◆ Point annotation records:

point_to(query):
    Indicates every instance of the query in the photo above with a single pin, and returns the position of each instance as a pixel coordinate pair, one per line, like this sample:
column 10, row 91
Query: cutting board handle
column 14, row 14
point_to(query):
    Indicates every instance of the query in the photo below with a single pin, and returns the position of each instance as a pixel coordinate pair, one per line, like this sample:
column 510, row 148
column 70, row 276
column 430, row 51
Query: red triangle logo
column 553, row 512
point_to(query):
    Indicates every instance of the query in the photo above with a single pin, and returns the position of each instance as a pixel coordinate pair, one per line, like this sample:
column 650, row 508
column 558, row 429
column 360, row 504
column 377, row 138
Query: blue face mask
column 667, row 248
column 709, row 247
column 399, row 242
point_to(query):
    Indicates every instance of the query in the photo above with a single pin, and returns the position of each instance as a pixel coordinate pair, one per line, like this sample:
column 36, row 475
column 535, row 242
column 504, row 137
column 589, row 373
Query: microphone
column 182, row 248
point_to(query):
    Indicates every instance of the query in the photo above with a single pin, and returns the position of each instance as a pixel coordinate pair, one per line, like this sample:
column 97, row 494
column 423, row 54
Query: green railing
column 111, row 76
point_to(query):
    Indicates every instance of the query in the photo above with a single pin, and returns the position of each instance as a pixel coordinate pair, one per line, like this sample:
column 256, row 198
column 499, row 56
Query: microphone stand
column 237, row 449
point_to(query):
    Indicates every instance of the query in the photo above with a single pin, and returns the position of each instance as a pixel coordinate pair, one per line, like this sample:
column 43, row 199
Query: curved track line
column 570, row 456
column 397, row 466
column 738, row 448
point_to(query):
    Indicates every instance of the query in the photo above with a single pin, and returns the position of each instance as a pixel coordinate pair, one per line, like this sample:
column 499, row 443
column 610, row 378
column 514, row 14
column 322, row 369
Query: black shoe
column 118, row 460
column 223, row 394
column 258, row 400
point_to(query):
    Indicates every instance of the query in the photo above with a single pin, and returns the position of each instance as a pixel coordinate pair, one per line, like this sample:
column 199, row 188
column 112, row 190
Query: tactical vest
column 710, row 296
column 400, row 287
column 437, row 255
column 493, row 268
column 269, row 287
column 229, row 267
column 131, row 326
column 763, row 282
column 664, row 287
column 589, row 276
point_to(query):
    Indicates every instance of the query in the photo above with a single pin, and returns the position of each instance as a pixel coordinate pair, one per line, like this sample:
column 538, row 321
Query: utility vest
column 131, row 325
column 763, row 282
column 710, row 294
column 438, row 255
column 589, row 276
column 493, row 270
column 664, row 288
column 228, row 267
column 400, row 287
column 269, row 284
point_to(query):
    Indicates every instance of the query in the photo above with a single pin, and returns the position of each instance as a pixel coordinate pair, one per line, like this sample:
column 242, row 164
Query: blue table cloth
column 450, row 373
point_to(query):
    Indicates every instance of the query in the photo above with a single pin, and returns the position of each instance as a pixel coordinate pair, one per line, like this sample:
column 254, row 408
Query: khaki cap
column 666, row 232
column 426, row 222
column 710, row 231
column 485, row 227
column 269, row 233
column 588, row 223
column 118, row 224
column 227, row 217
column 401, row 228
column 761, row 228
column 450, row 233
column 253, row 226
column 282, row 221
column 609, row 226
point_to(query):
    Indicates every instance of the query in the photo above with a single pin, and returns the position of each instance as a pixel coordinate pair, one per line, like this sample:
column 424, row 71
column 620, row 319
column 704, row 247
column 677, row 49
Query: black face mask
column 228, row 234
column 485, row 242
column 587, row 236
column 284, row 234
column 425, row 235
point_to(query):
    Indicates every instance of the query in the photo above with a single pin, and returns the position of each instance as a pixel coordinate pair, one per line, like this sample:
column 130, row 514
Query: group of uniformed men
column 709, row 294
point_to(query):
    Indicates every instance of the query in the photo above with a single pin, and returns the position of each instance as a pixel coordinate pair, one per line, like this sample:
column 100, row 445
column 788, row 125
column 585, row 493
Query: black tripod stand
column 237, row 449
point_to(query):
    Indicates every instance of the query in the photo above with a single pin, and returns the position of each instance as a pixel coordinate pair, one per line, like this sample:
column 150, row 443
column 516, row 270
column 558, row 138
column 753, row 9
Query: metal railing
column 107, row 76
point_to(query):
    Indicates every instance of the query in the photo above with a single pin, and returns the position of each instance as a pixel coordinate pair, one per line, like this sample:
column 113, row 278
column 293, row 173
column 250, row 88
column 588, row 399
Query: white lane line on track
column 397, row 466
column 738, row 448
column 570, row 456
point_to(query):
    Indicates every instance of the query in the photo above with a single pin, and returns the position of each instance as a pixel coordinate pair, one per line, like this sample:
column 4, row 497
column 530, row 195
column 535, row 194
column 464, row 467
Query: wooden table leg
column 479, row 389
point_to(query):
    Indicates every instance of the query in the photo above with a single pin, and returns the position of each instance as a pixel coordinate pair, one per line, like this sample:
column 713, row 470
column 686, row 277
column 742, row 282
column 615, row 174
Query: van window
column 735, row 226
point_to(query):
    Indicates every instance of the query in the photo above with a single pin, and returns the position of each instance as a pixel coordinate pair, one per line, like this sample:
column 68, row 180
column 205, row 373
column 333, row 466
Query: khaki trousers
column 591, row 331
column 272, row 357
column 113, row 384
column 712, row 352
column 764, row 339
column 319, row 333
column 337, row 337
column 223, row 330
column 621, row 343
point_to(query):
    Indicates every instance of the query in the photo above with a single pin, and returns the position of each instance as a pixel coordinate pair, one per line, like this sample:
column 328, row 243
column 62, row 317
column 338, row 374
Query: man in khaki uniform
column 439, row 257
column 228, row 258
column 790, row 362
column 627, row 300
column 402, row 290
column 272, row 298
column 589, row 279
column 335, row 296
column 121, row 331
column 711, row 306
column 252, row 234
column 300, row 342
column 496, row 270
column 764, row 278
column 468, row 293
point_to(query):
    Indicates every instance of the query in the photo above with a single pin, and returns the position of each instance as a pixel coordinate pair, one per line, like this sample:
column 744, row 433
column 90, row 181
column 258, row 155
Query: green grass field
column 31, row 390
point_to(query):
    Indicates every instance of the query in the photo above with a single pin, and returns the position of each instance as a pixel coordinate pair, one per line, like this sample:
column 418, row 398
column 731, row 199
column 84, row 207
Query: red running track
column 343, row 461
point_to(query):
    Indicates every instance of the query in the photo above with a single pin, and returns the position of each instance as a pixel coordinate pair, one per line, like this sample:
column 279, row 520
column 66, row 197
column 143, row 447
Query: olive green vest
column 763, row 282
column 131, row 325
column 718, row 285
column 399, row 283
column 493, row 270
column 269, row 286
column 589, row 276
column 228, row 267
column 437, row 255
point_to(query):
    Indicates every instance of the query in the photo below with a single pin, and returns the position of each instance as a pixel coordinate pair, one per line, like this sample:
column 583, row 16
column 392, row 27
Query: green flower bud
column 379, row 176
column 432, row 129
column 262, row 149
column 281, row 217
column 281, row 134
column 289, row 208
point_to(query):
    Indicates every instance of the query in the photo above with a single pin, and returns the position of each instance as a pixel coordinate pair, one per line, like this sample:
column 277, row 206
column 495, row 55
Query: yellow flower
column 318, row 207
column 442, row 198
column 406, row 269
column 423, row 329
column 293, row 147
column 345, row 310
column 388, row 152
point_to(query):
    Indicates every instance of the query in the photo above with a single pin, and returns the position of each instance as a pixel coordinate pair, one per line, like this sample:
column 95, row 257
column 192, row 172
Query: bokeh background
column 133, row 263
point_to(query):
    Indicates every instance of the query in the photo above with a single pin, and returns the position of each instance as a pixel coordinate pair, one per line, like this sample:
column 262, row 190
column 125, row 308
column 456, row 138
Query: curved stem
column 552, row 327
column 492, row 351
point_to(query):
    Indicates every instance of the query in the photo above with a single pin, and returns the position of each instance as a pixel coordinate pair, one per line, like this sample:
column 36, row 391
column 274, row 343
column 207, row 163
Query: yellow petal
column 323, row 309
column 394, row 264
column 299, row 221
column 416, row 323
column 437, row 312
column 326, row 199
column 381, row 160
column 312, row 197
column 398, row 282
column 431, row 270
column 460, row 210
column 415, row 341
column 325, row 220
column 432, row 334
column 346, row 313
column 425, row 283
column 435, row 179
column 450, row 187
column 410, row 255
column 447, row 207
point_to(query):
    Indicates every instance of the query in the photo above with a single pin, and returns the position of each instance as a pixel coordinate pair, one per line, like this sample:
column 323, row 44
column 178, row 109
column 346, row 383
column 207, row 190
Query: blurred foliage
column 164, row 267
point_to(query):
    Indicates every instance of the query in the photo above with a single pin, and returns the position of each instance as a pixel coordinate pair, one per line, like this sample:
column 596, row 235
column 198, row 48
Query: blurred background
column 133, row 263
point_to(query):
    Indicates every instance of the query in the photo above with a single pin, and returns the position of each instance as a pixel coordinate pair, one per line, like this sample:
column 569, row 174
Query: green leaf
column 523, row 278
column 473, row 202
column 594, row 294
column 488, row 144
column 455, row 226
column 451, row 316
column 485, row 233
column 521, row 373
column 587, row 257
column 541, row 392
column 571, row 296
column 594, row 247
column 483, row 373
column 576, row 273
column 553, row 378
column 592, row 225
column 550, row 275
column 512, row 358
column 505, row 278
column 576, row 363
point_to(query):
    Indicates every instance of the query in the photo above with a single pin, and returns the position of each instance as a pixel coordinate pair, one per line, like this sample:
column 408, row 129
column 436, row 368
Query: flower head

◆ WHAT YOU NEED TO DO:
Please locate each line in the records above that contains the word "blurred", and copy those lines.

◆ FULL ANSWER:
Query: blurred foliage
Query: blurred background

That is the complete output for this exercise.